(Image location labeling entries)
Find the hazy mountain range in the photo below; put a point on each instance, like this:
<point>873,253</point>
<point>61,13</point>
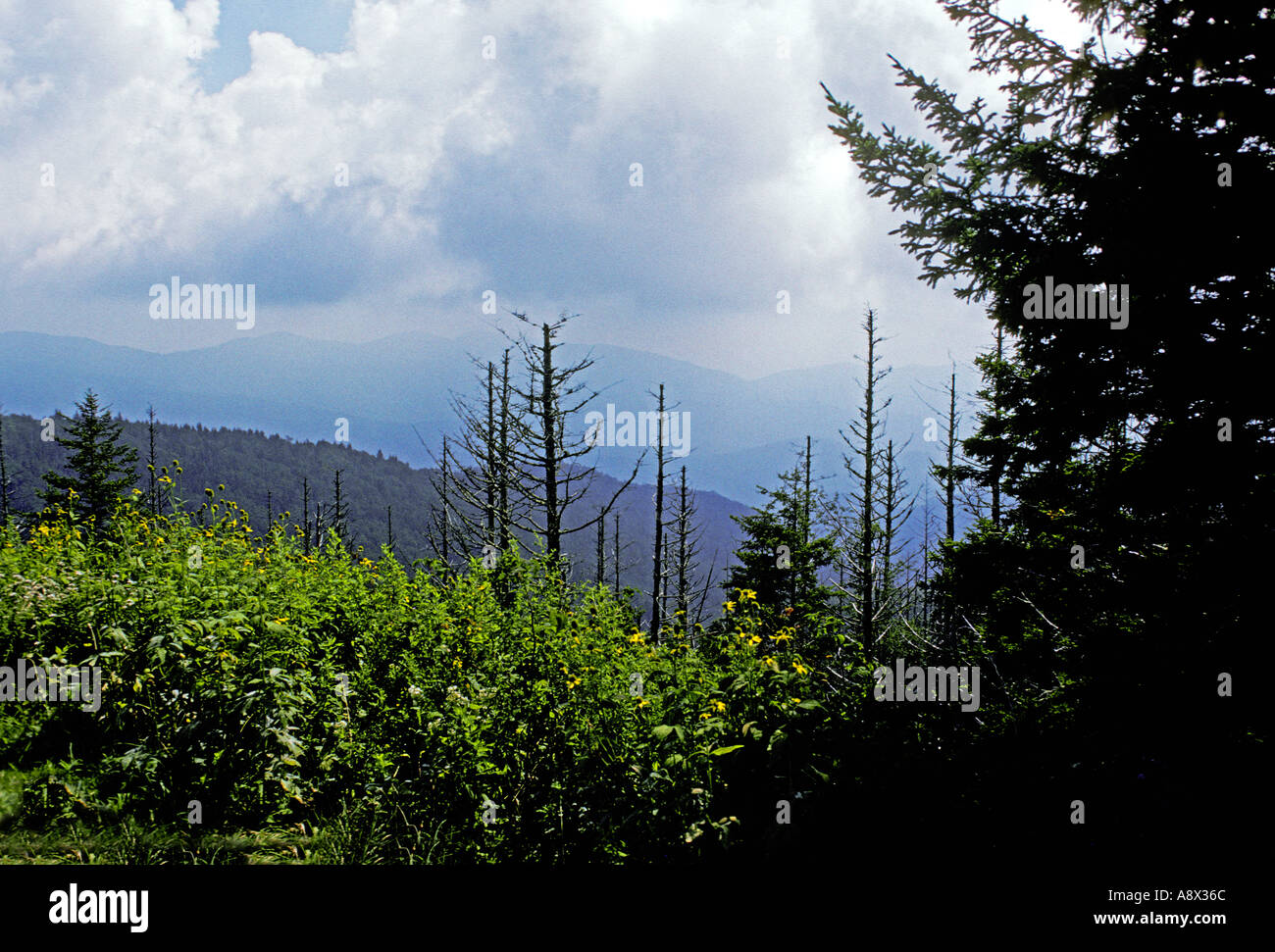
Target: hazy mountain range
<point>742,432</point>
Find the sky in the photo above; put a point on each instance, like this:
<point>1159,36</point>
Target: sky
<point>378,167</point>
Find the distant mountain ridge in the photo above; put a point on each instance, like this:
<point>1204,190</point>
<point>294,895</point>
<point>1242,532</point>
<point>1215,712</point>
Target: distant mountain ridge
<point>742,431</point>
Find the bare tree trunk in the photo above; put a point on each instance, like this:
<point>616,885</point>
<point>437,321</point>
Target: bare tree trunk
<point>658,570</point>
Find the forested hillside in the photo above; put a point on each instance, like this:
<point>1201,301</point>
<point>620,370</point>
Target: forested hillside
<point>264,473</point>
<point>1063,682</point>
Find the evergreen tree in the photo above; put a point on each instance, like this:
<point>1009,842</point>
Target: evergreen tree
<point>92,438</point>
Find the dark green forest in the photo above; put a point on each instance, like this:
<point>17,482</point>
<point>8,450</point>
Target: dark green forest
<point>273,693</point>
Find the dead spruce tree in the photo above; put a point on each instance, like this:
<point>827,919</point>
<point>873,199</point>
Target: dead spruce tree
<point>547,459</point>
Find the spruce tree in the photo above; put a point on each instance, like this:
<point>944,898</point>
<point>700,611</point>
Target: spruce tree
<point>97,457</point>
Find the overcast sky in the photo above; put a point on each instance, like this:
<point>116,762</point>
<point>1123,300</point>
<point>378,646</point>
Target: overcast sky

_Problem requirements_.
Update all of the material by replacing "put a point on" with "mark" wherever it appears, keeping everything else the same, and leave the pictures out of your answer.

_Solved exercise_.
Find the hazy mountain range in the photo below; mark each instance, like this:
<point>873,253</point>
<point>61,13</point>
Target: hazy mountain range
<point>742,432</point>
Find the sky in the photo above; mark each instance, like this:
<point>1159,36</point>
Target: sky
<point>378,167</point>
Find the distant mountain ridge in the photo above; mark each instance, like this:
<point>1204,190</point>
<point>294,895</point>
<point>1242,532</point>
<point>1215,712</point>
Target: distant mountain ridge
<point>742,431</point>
Find the bare tree trunk in the photo above; mark each instance, like this:
<point>616,885</point>
<point>437,321</point>
Target: bare tree trunk
<point>658,570</point>
Find the forested hillside in the photo above; mark each instance, like this:
<point>1201,301</point>
<point>620,370</point>
Target: forested hillside
<point>264,473</point>
<point>1063,682</point>
Find the evergreen tree in the photo above; mark each instance, like this:
<point>1009,842</point>
Target: evergreen tree
<point>92,438</point>
Find the dark green forest in the photo above; mark each instance, like this:
<point>17,482</point>
<point>8,450</point>
Target: dark green forest
<point>273,693</point>
Find the dead spruce tree in the photo above; mark each instance, like this:
<point>827,919</point>
<point>873,199</point>
Target: dead spruce tree
<point>547,459</point>
Find the spruce tree in the photo above; mark each instance, like this:
<point>944,898</point>
<point>700,611</point>
Target: spruce tree
<point>97,457</point>
Find the overcast sky in the photo above; mark each instance, like this:
<point>116,762</point>
<point>1123,300</point>
<point>378,646</point>
Target: overcast sky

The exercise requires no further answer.